◆ **Short exercise A**
Name every group of people that the passage on Exodus says must not be mistreated, oppressed, or afflicted.

◆ **Source extract**

········

In our journey through Exodus, we come to a place where the Pharisees who lived during the time when Christ walked the earth were in clear and direct violation of this Law that they were clinging to for their salvation. And in the gospels this is a point on which Jesus, far from being the poster child for the “Let’s all just sit down and discuss our differences and come to a mutual understanding so we can worship God in our own way” mentality that is currently popular among many “evangelical” churches, really lashes out at the Pharisees’ religion and pokes His holy finger into their unrighteous heart and shows them that they are false worshippers of God. Exodus 22:21-24—“21 You shall neither mistreat a stranger nor oppress him, for you were strangers in the land of Egypt. 22 You shall not afflict any widow or fatherless child. 23 If you afflict them in any way, and they cry at all to Me, I will surely hear their cry; 24 and My wrath will become hot, and I will kill you with the sword; your wives shall be widows, and your children fatherless.” In verse 21, God reminds them, yet again, that they were strangers and foreigners in the land of Egypt, and they still remembered, no doubt, the pain and suffering and humiliation they endured for those 400 years—therefore they shall be kind to anyone who is a stranger among them. Since God showed them mercy in bringing them out of Egypt, they are to show mercy to strangers that come in among them.

········

◆ **Dataset records**
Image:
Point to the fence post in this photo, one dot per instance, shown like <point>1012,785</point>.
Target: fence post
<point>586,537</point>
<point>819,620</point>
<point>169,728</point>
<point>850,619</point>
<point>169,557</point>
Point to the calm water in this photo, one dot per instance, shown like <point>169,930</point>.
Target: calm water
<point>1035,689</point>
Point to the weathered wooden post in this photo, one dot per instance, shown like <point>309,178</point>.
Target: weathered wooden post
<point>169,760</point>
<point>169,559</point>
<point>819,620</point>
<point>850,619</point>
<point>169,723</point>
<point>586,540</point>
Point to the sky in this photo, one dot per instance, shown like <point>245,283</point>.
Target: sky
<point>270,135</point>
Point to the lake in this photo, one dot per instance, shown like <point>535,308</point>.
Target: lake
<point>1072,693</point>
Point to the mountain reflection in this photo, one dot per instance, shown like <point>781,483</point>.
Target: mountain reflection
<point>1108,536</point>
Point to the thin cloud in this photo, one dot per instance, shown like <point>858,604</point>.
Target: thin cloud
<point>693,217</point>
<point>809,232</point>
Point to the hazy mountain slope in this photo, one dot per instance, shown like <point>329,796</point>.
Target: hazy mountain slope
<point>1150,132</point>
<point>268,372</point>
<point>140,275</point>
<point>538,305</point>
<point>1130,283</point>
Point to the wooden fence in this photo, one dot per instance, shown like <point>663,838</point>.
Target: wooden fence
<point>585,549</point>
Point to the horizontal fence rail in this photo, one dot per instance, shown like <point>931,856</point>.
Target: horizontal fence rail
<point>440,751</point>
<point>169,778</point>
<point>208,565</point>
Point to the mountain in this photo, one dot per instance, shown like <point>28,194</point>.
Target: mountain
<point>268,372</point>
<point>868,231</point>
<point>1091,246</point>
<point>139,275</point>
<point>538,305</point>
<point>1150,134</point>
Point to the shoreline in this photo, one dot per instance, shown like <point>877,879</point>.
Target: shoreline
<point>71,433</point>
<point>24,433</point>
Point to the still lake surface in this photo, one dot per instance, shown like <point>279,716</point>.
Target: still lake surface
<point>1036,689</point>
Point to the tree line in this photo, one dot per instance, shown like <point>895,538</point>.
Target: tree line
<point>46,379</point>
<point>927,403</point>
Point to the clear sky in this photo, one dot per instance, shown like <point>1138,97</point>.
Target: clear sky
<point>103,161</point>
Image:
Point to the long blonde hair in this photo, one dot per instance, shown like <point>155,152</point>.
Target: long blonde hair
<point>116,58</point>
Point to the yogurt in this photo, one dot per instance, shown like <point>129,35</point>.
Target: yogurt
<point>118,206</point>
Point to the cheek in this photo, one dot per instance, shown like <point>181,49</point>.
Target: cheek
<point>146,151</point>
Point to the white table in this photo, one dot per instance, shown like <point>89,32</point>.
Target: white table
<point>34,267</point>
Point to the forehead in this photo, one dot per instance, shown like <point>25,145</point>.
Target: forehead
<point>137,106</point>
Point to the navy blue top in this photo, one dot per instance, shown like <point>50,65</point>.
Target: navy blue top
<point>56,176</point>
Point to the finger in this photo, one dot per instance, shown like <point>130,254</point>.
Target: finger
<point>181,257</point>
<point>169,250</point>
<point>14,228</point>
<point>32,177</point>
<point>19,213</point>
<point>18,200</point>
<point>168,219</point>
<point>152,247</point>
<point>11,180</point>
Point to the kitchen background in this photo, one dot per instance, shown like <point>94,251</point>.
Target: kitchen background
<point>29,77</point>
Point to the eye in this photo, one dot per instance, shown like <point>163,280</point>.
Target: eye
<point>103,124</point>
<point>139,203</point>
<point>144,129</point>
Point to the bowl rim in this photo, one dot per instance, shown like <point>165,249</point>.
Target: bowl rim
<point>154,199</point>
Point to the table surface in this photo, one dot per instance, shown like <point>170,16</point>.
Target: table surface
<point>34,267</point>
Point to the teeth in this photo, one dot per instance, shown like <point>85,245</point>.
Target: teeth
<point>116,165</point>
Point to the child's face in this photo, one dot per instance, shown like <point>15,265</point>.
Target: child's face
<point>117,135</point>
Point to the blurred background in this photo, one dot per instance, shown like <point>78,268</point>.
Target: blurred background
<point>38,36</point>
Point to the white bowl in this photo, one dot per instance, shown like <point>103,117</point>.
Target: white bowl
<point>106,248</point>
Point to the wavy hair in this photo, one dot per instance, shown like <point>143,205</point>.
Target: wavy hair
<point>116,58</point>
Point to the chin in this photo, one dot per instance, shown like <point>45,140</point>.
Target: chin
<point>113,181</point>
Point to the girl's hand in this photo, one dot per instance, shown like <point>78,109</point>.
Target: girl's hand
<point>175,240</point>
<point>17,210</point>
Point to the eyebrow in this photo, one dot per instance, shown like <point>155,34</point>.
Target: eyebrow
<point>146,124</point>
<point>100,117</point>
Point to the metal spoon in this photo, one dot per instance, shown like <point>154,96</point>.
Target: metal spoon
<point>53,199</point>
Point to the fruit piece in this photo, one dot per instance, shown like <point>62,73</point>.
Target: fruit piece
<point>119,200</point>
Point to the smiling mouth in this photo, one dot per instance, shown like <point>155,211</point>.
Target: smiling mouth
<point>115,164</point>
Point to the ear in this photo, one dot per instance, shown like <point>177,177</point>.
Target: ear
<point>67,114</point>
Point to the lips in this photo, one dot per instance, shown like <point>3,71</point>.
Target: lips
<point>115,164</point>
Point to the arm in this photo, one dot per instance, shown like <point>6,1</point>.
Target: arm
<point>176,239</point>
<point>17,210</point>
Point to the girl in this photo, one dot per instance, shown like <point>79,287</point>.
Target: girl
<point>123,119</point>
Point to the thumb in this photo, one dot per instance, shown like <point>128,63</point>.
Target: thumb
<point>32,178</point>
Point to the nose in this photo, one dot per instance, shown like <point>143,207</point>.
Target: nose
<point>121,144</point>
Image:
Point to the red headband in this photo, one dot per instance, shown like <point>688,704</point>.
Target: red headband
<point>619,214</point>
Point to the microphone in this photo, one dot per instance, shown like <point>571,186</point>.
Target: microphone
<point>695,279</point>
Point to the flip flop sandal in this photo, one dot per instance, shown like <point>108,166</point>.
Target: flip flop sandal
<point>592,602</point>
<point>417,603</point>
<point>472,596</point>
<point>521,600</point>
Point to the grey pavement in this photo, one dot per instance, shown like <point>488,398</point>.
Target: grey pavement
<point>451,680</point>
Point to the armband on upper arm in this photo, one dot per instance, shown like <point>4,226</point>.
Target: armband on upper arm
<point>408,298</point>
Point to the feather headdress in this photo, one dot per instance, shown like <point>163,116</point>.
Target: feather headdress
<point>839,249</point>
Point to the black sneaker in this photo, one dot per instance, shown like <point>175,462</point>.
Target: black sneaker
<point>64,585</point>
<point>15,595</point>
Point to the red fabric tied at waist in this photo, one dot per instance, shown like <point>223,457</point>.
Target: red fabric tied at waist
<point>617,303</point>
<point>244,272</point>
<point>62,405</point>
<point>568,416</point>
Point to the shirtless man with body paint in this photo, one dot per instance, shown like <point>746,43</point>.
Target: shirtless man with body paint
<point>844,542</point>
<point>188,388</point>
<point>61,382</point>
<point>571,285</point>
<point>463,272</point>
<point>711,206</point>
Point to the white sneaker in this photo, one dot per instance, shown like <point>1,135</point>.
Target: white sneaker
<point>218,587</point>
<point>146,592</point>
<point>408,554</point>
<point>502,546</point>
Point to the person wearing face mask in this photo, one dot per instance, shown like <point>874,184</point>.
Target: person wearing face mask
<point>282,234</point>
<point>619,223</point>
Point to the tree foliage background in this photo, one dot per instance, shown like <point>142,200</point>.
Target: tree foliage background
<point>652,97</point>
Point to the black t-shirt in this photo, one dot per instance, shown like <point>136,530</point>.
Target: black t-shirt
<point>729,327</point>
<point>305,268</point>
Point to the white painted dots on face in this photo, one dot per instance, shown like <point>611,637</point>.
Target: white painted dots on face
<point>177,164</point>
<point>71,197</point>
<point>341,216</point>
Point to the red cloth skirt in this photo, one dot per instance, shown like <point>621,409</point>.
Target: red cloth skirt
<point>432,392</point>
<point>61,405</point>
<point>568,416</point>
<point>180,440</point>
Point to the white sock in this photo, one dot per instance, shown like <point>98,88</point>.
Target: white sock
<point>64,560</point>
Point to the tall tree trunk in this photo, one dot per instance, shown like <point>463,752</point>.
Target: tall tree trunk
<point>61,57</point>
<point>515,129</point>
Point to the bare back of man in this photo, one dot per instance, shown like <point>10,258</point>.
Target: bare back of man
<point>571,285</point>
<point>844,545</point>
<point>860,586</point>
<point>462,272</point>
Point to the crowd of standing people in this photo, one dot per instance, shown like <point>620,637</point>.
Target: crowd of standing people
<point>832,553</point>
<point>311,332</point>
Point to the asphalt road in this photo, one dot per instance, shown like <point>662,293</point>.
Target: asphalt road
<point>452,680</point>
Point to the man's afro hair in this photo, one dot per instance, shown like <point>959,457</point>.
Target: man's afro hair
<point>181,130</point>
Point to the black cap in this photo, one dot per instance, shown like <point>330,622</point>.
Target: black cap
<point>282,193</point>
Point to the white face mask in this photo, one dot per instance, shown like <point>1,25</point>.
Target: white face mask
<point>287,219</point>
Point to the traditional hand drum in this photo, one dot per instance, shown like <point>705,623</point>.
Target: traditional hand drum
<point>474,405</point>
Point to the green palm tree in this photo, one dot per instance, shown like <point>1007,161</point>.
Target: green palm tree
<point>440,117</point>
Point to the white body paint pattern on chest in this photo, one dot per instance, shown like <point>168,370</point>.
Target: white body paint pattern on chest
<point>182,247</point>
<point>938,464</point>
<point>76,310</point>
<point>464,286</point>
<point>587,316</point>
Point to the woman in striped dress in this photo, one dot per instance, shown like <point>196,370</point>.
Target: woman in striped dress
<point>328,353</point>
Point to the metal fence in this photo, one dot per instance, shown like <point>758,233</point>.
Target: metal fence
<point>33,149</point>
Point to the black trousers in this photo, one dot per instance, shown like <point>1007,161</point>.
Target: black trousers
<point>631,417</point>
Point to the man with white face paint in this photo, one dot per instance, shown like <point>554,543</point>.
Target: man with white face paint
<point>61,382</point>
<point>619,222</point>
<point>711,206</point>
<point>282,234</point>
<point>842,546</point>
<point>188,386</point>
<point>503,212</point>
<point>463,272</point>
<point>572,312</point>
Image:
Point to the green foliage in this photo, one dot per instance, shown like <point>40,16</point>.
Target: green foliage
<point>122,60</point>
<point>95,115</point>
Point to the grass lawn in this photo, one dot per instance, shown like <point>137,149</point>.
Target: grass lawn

········

◆ **Short exercise B**
Reproduce the listing from its first line down to the line containing "<point>1108,536</point>", and swap each "Target" for "Label" while leaving everything else as it is. Return only those lines.

◆ **Solution A**
- Strangers
- Widows
- Fatherless children

◆ **Solution B**
Image:
Point to the fence post in this photo, one dot per instance, shown like <point>1012,785</point>.
Label: fence post
<point>586,537</point>
<point>819,620</point>
<point>169,728</point>
<point>850,619</point>
<point>169,557</point>
Point to the calm water in this photo, one dot per instance, shown like <point>169,930</point>.
Label: calm water
<point>1035,689</point>
Point to the weathered wooden post in this photo, one dot per instance, shown like <point>309,178</point>.
Label: weathered wooden post
<point>169,760</point>
<point>169,559</point>
<point>819,620</point>
<point>850,619</point>
<point>169,723</point>
<point>586,540</point>
Point to the sky in this photo, one dot per instance, shown like <point>245,283</point>.
Label: sky
<point>270,135</point>
Point to the lake in this photo, one dot per instance, shown like <point>535,308</point>.
Label: lake
<point>1072,693</point>
Point to the mountain reflection in this photo, one dot per instance, shown like <point>781,483</point>.
Label: mountain reflection
<point>1108,536</point>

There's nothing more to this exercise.